THINGS TO DO:
(a) Answer these from the skill-writing text:
(i) What does splitting off a model-invoked skill make you pay in context load for?
(ii) When a sentence fails the no-op test, what should you do with it?
(iii) Which three examples of a leading word does the text give?
(b) Set down word for word the part of the skill-writing text starting at "## When to split" and ending at "be worth it.".

Where the ladder decides _how far down_ a piece sits, **co-location** decides _what sits beside it_ once there: keep a concept's definition, rules, and caveats under one heading rather than scattered, so reading one part brings its neighbours with it.

## When to split

**Granularity** is how finely you divide skills, and each cut spends one of the two loads, so split only when the cut earns it. Two cuts:

- **By invocation** — split off a **model-invoked** skill when you have a distinct **leading word** that should trigger it on its own, or another skill must reach it. You pay **context load** for the new always-loaded **description**, so that independent reach has to be worth it.
- **By sequence** — split a run of **steps** when the steps still ahead (a step's **post-completion steps**) tempt the agent to rush the one in front of it (**premature completion**). Keeping them out of view encourages the agent to do more **legwork** on the current task.

## Pruning

Keep each meaning in a **single source of truth**: one authoritative place, so changing the behaviour is a one-place edit.

Check every line for **relevance**: does it still bear on what the skill does?

Then hunt **no-ops** sentence by sentence, not just line by line: run the no-op test on each sentence in isolation, and when one fails, delete the whole sentence rather than trim words from it. Be aggressive — most prose that fails should go, not be rewritten.

## Leading words

A **leading word** is a compact concept already living in the model's pretraining that the agent thinks with while running the skill (e.g. _lesson_, _fog of war_, _tracer bullets_). Repeated throughout the text (though not necessarily - a strong leading word might only be needed once), it accumulates a distributed definition and anchors a whole region of behaviour in the fewest tokens, by recruiting priors the model already holds.

It serves predictability twice. In the body it anchors _execution_: the agent reaches for the same behaviour every time the word appears. In the description it anchors _invocation_: when the same word lives in your prompts, docs, and code, the agent links that shared language to the skill and fires it more reliably.

PROVIDED MATERIAL:
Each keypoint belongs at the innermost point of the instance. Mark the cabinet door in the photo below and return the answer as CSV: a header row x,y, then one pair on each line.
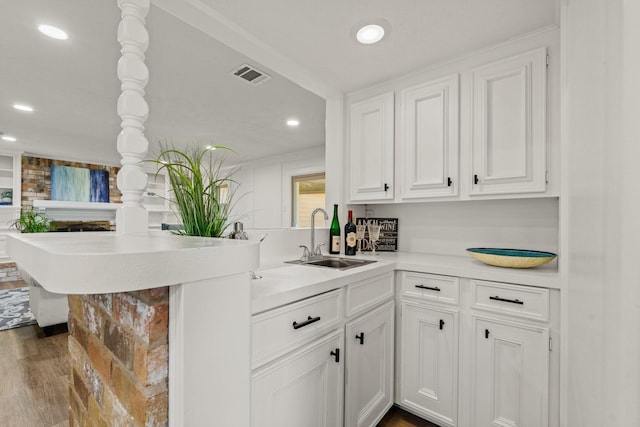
x,y
429,367
369,367
371,149
511,374
509,125
430,139
304,389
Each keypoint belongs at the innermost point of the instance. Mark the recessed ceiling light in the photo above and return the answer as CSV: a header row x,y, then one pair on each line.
x,y
370,30
370,34
23,107
53,32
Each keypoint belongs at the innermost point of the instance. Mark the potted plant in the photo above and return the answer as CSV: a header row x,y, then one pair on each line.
x,y
32,221
202,187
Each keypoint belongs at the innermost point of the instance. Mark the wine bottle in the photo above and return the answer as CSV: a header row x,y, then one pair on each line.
x,y
334,233
350,236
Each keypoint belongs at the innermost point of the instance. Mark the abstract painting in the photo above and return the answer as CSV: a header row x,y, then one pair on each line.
x,y
79,184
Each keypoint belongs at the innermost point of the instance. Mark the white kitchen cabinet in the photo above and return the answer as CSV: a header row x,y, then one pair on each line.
x,y
510,373
371,149
509,125
369,366
429,362
305,388
430,139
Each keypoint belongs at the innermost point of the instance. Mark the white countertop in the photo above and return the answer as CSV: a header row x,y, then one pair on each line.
x,y
285,283
105,262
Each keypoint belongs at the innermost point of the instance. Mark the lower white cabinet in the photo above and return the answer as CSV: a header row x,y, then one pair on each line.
x,y
369,366
300,355
303,389
483,360
429,363
511,374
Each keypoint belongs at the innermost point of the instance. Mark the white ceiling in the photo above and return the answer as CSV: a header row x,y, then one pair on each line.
x,y
318,35
191,94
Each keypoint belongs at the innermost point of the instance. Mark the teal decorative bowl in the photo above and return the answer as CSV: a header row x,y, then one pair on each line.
x,y
511,258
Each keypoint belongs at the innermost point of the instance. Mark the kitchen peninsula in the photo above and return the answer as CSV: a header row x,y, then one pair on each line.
x,y
156,319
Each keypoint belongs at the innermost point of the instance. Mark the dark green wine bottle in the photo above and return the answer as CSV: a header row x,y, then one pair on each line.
x,y
334,233
350,236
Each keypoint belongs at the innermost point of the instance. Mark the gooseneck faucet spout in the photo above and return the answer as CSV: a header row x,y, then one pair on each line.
x,y
313,249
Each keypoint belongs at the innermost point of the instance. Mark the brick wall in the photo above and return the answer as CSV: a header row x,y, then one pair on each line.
x,y
36,185
36,178
118,348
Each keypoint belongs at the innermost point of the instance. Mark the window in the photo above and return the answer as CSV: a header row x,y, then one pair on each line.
x,y
307,193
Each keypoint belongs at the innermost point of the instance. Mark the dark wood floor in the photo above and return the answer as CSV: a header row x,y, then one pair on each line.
x,y
396,417
33,378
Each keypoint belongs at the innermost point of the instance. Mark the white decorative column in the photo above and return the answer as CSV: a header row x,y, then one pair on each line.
x,y
132,217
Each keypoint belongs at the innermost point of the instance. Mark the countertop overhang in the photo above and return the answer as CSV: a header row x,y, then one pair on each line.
x,y
106,262
285,283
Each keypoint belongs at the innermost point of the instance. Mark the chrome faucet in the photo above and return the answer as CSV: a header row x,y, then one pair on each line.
x,y
315,251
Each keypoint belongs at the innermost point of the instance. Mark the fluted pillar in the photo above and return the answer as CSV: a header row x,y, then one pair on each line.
x,y
133,146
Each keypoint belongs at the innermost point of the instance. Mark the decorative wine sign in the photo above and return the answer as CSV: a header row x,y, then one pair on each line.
x,y
388,241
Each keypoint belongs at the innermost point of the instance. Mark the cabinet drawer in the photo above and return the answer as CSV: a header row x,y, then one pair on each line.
x,y
521,301
368,293
430,287
279,331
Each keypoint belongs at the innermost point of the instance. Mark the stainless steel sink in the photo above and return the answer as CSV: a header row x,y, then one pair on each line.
x,y
333,262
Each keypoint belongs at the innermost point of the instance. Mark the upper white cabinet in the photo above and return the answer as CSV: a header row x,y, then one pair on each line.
x,y
483,126
509,126
371,149
430,139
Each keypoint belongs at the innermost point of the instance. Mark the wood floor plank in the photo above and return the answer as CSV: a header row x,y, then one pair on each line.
x,y
34,378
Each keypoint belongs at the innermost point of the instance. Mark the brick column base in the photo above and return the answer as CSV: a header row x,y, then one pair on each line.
x,y
118,348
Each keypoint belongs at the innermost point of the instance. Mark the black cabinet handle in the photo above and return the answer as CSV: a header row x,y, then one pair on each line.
x,y
512,301
309,321
435,288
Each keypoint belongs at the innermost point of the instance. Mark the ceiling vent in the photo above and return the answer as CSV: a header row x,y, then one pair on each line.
x,y
250,74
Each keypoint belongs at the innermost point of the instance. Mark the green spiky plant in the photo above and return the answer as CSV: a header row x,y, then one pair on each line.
x,y
198,179
32,221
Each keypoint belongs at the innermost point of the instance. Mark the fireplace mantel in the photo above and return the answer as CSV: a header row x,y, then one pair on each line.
x,y
77,211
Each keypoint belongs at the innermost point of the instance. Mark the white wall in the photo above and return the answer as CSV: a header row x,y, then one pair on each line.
x,y
264,195
451,227
600,213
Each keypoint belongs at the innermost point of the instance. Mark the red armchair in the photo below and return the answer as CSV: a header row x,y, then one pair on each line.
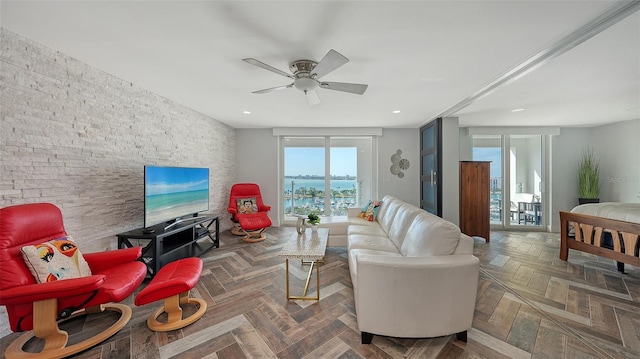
x,y
38,307
248,212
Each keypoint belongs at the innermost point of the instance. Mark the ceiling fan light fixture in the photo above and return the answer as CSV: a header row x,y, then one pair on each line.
x,y
305,83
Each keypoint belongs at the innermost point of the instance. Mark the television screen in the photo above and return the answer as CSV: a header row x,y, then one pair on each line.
x,y
174,192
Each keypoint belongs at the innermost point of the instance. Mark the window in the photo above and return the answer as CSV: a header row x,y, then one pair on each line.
x,y
326,174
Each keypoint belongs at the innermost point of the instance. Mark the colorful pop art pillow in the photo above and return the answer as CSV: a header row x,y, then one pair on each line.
x,y
55,260
247,205
370,211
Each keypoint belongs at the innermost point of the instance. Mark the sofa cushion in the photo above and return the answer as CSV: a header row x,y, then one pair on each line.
x,y
430,235
364,227
368,241
386,217
353,253
401,222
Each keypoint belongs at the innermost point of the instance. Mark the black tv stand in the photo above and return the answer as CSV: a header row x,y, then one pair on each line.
x,y
161,245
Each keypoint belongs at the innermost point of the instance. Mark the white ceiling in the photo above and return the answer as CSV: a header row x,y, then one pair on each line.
x,y
420,57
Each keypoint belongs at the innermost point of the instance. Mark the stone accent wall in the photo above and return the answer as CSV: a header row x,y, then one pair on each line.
x,y
78,137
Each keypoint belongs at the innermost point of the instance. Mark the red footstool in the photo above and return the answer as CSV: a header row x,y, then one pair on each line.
x,y
172,283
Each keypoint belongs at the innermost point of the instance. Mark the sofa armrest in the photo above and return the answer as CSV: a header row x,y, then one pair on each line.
x,y
415,296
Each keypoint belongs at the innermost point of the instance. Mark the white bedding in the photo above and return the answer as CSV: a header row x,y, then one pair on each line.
x,y
628,212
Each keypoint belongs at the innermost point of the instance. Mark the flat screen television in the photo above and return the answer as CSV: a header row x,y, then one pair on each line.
x,y
171,193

WRITTEN ANSWERS:
(a)
(i) The new always-loaded description.
(ii) Delete the whole sentence rather than trim words from it.
(iii) Lesson, fog of war, and tracer bullets.

(b)
## When to split

**Granularity** is how finely you divide skills, and each cut spends one of the two loads, so split only when the cut earns it. Two cuts:

- **By invocation** — split off a **model-invoked** skill when you have a distinct **leading word** that should trigger it on its own, or another skill must reach it. You pay **context load** for the new always-loaded **description**, so that independent reach has to be worth it.